Tally up the lines below with "above" in them. Answer with the number only.

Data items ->
┌──
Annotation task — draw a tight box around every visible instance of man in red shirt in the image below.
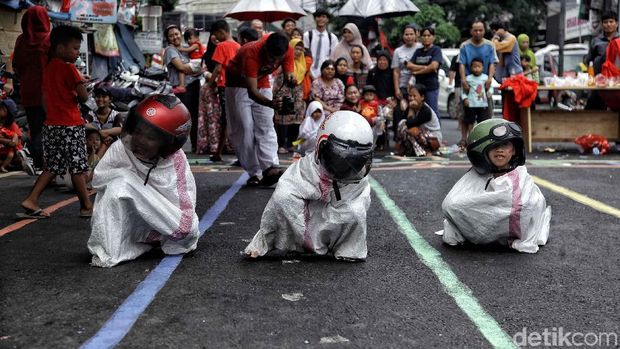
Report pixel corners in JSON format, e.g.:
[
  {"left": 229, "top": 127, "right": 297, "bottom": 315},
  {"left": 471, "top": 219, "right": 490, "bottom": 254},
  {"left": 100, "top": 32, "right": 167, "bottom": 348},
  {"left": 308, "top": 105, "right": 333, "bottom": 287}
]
[
  {"left": 207, "top": 19, "right": 240, "bottom": 162},
  {"left": 225, "top": 32, "right": 295, "bottom": 187}
]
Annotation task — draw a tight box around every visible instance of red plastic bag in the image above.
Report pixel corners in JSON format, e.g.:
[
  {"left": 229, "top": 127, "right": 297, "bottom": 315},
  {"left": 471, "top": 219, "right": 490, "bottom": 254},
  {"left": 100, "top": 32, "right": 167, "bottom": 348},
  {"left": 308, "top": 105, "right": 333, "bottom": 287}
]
[{"left": 574, "top": 134, "right": 611, "bottom": 155}]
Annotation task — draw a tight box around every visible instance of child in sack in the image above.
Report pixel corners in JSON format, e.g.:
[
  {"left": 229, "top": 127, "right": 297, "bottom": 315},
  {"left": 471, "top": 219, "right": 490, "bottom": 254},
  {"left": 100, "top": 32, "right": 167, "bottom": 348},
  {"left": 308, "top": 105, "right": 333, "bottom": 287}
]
[
  {"left": 244, "top": 111, "right": 374, "bottom": 261},
  {"left": 439, "top": 119, "right": 551, "bottom": 253},
  {"left": 87, "top": 95, "right": 200, "bottom": 267}
]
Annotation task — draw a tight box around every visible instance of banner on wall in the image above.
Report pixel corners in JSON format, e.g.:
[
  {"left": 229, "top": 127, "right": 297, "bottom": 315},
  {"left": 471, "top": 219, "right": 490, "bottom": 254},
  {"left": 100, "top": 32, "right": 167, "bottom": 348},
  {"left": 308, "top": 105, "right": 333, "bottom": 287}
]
[
  {"left": 117, "top": 0, "right": 138, "bottom": 26},
  {"left": 70, "top": 0, "right": 118, "bottom": 24}
]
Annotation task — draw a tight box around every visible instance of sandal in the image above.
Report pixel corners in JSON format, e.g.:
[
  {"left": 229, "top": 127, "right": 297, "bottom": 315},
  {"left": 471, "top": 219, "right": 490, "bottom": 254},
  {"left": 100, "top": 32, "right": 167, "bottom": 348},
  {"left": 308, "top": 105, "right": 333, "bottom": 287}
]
[
  {"left": 246, "top": 175, "right": 261, "bottom": 187},
  {"left": 259, "top": 167, "right": 283, "bottom": 187},
  {"left": 16, "top": 208, "right": 50, "bottom": 220}
]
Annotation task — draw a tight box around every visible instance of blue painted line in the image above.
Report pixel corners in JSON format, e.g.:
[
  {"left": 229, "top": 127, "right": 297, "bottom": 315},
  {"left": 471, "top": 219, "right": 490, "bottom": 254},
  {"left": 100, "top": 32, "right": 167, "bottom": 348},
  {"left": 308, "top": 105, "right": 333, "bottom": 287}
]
[{"left": 81, "top": 173, "right": 249, "bottom": 349}]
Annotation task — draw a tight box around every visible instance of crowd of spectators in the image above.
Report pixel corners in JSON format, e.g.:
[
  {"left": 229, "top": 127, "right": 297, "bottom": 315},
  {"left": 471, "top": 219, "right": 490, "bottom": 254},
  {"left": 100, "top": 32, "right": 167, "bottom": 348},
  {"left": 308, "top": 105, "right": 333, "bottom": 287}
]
[{"left": 7, "top": 6, "right": 614, "bottom": 189}]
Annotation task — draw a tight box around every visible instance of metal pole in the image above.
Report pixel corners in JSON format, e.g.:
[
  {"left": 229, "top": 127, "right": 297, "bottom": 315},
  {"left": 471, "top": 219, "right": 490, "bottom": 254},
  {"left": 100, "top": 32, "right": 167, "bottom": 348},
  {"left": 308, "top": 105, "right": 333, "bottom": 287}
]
└──
Solved exercise ->
7